» **Exercise goal**
Write out each of the entries below word for word, keeping their order.

- - -

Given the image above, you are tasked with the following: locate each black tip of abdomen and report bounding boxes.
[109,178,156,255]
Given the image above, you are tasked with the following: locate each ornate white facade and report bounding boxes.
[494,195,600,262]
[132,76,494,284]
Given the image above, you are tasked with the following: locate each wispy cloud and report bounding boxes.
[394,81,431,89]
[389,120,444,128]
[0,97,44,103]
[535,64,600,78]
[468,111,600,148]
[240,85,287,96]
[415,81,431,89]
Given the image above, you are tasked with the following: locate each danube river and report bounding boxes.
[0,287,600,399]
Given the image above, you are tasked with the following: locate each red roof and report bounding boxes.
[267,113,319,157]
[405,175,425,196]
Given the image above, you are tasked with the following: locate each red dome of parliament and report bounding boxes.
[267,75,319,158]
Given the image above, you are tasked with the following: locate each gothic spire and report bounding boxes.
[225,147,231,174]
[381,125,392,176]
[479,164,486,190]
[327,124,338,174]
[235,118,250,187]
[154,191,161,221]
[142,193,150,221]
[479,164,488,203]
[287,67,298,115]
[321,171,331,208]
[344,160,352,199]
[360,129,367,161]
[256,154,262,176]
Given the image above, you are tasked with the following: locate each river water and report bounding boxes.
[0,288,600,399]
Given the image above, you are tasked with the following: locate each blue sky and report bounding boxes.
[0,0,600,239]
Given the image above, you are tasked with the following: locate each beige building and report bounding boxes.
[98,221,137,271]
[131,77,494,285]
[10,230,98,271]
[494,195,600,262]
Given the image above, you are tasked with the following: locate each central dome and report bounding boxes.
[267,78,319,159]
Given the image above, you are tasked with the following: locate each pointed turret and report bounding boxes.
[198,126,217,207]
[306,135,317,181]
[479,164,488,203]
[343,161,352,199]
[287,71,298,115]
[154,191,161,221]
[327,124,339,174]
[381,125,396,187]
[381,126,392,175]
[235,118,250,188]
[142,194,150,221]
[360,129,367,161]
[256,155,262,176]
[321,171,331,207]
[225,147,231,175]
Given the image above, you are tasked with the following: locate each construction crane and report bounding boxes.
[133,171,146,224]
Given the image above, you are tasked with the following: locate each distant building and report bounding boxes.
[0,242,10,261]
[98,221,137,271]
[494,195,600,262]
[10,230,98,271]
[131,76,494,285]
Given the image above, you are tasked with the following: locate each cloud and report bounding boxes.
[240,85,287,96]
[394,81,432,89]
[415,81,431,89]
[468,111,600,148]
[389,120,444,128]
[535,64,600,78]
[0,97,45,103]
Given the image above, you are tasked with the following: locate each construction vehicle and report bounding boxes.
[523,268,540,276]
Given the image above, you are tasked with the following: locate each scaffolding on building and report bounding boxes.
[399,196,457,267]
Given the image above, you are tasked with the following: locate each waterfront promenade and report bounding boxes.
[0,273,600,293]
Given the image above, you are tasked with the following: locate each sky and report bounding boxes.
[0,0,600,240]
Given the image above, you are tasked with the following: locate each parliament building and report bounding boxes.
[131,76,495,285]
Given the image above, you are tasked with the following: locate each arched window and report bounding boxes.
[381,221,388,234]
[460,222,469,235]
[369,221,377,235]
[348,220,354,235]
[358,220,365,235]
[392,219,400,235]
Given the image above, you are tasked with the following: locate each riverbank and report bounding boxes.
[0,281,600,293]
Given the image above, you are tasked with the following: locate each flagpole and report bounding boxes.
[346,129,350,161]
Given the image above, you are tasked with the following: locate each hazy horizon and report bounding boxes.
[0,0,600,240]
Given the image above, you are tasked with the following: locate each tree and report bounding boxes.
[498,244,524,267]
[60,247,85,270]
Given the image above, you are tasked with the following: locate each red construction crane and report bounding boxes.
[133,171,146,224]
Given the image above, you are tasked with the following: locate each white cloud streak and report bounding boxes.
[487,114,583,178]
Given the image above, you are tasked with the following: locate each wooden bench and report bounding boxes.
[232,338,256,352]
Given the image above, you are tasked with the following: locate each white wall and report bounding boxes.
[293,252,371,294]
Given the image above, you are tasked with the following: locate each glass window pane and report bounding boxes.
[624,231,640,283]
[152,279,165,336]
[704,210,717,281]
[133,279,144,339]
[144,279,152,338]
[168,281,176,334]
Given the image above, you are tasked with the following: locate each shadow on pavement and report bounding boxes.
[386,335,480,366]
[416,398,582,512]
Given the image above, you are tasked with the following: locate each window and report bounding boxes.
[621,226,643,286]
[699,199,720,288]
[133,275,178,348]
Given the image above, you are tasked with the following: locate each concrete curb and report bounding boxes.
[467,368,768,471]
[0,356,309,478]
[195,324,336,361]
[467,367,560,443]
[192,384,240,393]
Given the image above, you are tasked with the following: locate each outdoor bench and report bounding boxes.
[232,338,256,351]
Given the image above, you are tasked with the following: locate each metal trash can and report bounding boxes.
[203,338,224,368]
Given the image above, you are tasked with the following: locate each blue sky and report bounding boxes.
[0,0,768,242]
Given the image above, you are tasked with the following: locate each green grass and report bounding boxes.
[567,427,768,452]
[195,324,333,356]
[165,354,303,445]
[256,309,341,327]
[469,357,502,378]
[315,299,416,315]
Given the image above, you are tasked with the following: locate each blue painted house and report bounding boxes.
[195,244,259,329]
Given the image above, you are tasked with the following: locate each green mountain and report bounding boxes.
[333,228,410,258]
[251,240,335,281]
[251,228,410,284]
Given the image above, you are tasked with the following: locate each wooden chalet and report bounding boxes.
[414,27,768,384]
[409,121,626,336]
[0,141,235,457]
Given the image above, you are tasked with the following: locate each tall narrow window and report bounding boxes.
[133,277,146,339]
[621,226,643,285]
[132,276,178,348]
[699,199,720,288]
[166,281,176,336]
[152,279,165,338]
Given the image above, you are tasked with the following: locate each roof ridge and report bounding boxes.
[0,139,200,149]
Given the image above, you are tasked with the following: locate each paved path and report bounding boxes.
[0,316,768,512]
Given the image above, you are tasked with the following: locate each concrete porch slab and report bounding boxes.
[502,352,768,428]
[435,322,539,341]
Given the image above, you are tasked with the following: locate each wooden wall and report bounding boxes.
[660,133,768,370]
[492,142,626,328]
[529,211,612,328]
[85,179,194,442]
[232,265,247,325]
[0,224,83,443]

- - -

» **Answer for this exercise**
Given the image above, you are tasked with the following: locate each black tip of abdomen and report bounding boxes.
[109,178,156,255]
Given the image above, you are tasked with the following: locate each ornate white facade and report bounding boxes.
[494,195,600,262]
[132,76,494,284]
Given the image above, you are tasked with the following: locate each wispy cloud and report bounding boxes.
[394,81,431,89]
[389,120,444,128]
[0,97,44,103]
[535,64,600,78]
[468,111,600,148]
[240,85,287,96]
[415,81,431,89]
Given the image above, you are tasked with the following: locate each danube river and report bounding boxes.
[0,287,600,399]
Given the image above, you are tasked with the following: locate each red roof and report bounding boxes.
[267,113,319,157]
[405,175,425,196]
Given the image above, you are tasked with the following: locate each red dome of parliament and report bounding boxes.
[267,75,319,158]
Given the image above, you are tasked with the following: locate each gothic spire and report bounding boxes.
[225,147,231,174]
[381,125,392,176]
[479,164,486,190]
[327,124,338,174]
[235,118,250,187]
[154,191,161,221]
[142,193,150,221]
[479,164,488,203]
[287,67,298,115]
[321,171,331,208]
[344,160,352,199]
[360,129,367,161]
[256,154,262,176]
Given the image above, you are tasked with the following: locate each river water and report bounding boxes.
[0,288,600,399]
Given the image above, you are tasked with the following: locate each blue sky and report bounding boxes.
[0,0,600,239]
Given the image above, you are tasked with the following: locate each beige building and report bounding boxes.
[98,221,137,271]
[131,77,494,285]
[10,230,98,271]
[494,195,600,262]
Given the image above, you are tasked with the following: locate each central dome and report bounding boxes.
[267,78,319,159]
Given the image above, you are tasked with the following: locate each pointed turret and report bounding boxes.
[198,126,217,207]
[306,135,317,181]
[479,164,488,203]
[343,161,352,199]
[287,71,298,115]
[154,191,161,221]
[327,124,339,174]
[381,125,396,187]
[381,126,392,175]
[235,118,250,188]
[142,194,150,221]
[360,129,367,161]
[256,155,262,176]
[321,171,331,207]
[225,147,231,175]
Given the image above, you are tasked with the following: locate each construction crane and report bounding boxes.
[133,171,146,224]
Given the image above, you are tasked with the following: locate each distant building and report bounding boxes.
[0,242,10,261]
[98,221,137,271]
[494,195,600,262]
[10,230,98,271]
[131,76,494,285]
Given the image above, you are tasked with the following: locate each cloud and report bounding boxes.
[240,85,287,96]
[394,81,432,89]
[415,81,431,89]
[468,111,600,148]
[389,120,444,128]
[535,64,600,78]
[0,97,45,103]
Given the image above, you are tasked with the following: locate each construction vehicle and report bounding boxes.
[523,268,540,276]
Given the image above, you are tasked with the following: locate each scaffolding on building and report bounding boxes.
[399,196,457,267]
Given the image above, you are tasked with the following: locate each waterfront promenade and report bounding boxes.
[0,273,600,293]
Given the image above, you are tasked with the following: locate each sky and report bounding boxes.
[0,0,600,240]
Given the image above, you are tasked with the following: locate each parliament building and report bounding boxes.
[131,76,495,285]
Given the image above, you are tasked with the following: locate each arched window and report bounding boxes.
[381,221,388,234]
[460,222,469,235]
[369,221,377,235]
[348,220,354,235]
[358,220,365,235]
[392,219,400,235]
Given the image above, you are tasked with the following: locate each riverbank and report bounding boxes.
[0,281,600,293]
Given the image above, you are tasked with the following: locate each flagpole and report bounding boxes.
[346,129,350,161]
Given the image above, you are tasked with the following: locate each hazy horizon and report bounding boxes.
[0,0,600,240]
Given the image above, you are tasked with the following: locate each tree and report bounding boxes.
[498,244,524,267]
[60,247,85,270]
Given the image above, you are tasked with the following: locate each red construction crane and report bounding boxes.
[133,171,146,224]
Given the image above, you are tasked with the following: locate each white cloud streak and report bounding boxes.
[487,114,583,178]
Given the image above, you are tasked with the following: locate each wooden bench and report bounding boxes.
[232,338,256,352]
Given the image above, you are tasked with the following: locate each white wall and report bounding boxes.
[293,252,371,294]
Given the image above, you are tasked with the following: locate each glass window pane and report bounding boxes.
[624,231,640,283]
[152,279,165,336]
[704,210,717,281]
[133,279,144,339]
[144,279,152,338]
[168,281,176,334]
Given the image above, you are tasked with the following: locate each shadow on pavement and report bounding boxes.
[386,335,480,366]
[416,398,582,512]
Given the image above, you are tasked with the following: locate each window and report bounding boxes.
[621,226,643,286]
[699,199,720,288]
[133,275,178,348]
Given the image above, you are tasked with the following: locate each concrete curb and report bounding boxes.
[467,368,768,471]
[0,356,309,478]
[195,324,336,361]
[467,367,560,443]
[192,384,240,393]
Given the image above, you are tasked with the following: locate each outdoor bench and report bounding boxes.
[232,338,256,351]
Given the image above, you are tasked with the following: locate each metal trash can and report bounding boxes.
[203,338,224,368]
Given the image above, you are tasked with the following: locate each blue sky and report bounding boxes.
[0,0,768,242]
Given the image above, you are tasked with the following: locate each green grass and report bounding boxes.
[567,427,768,452]
[195,324,333,356]
[165,354,303,445]
[256,309,341,327]
[469,357,502,378]
[315,299,416,315]
Given the image above, you are tasked with the following: locate each blue painted house and report bounding boxes.
[195,244,259,329]
Given the image above, you are tasked with the following: locate each green mountain and report bounding boxes.
[333,228,410,258]
[251,240,335,281]
[251,228,410,284]
Given the image above, you are tasked with the following: locate each wooden chalet and report bounding boxes.
[414,27,768,384]
[409,121,626,336]
[0,141,235,457]
Given the image above, you are tasked with the following: locate each tall narrow window and report bounding boxes.
[133,277,146,339]
[621,226,643,285]
[132,276,178,348]
[699,199,720,288]
[166,281,176,336]
[152,279,165,338]
Given the image above, you are tasked with the following: locate each roof ridge and report bounding boxes.
[0,139,200,149]
Given the image above, you are tasked with the following: locate each paved path and report bounding boxes.
[0,316,768,512]
Given the image above, you are tasked with the following: locate each concrete porch slab and report bounding boxes.
[502,352,768,428]
[435,322,539,341]
Given the image above, you are tasked with the following: locate each wooden wall and report bounding boxes.
[660,133,768,370]
[492,142,626,328]
[529,211,612,328]
[85,179,194,442]
[232,265,247,325]
[0,224,83,443]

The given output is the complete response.